=== Задание 1 ===
Замените "семидесятые" на "шестидесятые" в тексте о книге ниже и перепишите всё от "Книга посвящена самому, на" до "годов прошлого века.".

=== Исходный текст ===
○ ○ ○
Новый Мир Новый Мир - Новый Мир ( № 2 2008)
Книга посвящена самому, на мой взгляд, интересному, что было в семидесятые: “подпольной”, “параллельной” интеллектуальной (в данном случае — литературной) жизни, с интенсивностью и продуктивностью которой в нашей последующей истории, кажется, ничто не может быть сопоставлено. Да и в предыдущей — мало что; мне приходит на ум разве что рубеж десятых — двадцатых годов прошлого века.
○ ○ ○
=== Записи ===
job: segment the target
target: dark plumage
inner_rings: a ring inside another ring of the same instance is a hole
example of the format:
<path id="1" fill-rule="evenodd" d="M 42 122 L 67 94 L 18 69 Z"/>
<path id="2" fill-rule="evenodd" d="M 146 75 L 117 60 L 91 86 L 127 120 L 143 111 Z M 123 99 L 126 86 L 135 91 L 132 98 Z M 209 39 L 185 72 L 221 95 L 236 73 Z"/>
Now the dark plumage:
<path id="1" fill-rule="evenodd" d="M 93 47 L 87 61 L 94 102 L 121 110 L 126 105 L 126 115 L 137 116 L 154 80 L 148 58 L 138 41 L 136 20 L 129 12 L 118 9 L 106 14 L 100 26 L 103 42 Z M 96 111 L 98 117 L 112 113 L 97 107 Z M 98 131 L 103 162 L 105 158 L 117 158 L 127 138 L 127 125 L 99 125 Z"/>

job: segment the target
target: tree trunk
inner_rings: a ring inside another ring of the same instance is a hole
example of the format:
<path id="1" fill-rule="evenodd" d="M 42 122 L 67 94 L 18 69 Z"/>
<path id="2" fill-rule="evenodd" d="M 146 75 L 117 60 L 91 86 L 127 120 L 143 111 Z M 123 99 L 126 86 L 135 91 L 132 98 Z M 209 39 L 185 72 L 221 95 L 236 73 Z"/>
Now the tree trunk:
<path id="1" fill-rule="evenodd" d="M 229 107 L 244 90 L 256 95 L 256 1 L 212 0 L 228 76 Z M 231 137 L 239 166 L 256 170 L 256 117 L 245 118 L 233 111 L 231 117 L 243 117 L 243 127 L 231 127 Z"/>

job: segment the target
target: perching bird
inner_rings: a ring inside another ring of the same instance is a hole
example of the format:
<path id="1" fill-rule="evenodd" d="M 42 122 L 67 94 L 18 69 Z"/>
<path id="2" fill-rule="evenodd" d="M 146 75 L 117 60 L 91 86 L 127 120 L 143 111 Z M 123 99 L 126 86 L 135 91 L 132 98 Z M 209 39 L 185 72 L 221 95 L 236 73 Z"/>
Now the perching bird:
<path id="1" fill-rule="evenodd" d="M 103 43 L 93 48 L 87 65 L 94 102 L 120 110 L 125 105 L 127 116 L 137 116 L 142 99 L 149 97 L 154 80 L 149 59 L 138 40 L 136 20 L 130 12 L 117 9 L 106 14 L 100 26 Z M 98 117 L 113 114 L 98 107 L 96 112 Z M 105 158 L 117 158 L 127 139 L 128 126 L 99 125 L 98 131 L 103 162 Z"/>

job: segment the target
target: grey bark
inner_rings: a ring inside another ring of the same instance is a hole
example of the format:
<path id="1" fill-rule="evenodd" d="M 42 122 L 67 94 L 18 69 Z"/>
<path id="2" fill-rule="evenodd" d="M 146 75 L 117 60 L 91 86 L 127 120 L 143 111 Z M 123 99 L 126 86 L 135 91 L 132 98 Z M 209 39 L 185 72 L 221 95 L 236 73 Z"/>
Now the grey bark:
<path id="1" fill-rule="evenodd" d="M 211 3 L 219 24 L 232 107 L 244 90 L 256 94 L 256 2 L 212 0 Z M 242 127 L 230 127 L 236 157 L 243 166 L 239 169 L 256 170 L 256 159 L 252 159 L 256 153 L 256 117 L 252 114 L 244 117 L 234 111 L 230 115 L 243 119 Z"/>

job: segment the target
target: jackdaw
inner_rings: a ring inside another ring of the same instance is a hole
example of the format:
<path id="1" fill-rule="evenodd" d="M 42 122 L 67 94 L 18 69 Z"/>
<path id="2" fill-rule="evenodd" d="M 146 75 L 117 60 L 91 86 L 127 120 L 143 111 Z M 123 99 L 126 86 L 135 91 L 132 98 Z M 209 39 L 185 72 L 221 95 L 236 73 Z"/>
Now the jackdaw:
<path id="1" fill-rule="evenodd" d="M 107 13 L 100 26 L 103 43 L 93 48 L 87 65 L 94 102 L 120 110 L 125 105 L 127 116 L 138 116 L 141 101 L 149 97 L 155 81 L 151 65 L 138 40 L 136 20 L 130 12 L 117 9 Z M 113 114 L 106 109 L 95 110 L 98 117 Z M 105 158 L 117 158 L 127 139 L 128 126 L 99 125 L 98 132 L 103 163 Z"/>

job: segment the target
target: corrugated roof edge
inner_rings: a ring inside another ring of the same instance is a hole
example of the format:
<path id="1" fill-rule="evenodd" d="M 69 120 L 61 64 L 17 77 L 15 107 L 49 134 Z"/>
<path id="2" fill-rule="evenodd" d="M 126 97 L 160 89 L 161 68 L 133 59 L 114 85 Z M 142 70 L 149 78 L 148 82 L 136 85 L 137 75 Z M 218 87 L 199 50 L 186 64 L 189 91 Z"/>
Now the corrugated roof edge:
○ ○ ○
=== Задание 2 ===
Представьте записи выше в виде JSON-списка строк, по одной строке списка на каждую строку записей, без пустых строк. Нужно всё от начала записей до строки с "61 L 94 102" включительно.

=== Полный ответ 1 ===
Книга посвящена самому, на мой взгляд, интересному, что было в шестидесятые: “подпольной”, “параллельной” интеллектуальной (в данном случае — литературной) жизни, с интенсивностью и продуктивностью которой в нашей последующей истории, кажется, ничто не может быть сопоставлено. Да и в предыдущей — мало что; мне приходит на ум разве что рубеж десятых — двадцатых годов прошлого века.

=== Полный ответ 2 ===
[
  "job: segment the target",
  "target: dark plumage",
  "inner_rings: a ring inside another ring of the same instance is a hole",
  "example of the format:",
  "<path id=\"1\" fill-rule=\"evenodd\" d=\"M 42 122 L 67 94 L 18 69 Z\"/>",
  "<path id=\"2\" fill-rule=\"evenodd\" d=\"M 146 75 L 117 60 L 91 86 L 127 120 L 143 111 Z M 123 99 L 126 86 L 135 91 L 132 98 Z M 209 39 L 185 72 L 221 95 L 236 73 Z\"/>",
  "Now the dark plumage:",
  "<path id=\"1\" fill-rule=\"evenodd\" d=\"M 93 47 L 87 61 L 94 102 L 121 110 L 126 105 L 126 115 L 137 116 L 154 80 L 148 58 L 138 41 L 136 20 L 129 12 L 118 9 L 106 14 L 100 26 L 103 42 Z M 96 111 L 98 117 L 112 113 L 97 107 Z M 98 131 L 103 162 L 105 158 L 117 158 L 127 138 L 127 125 L 99 125 Z\"/>"
]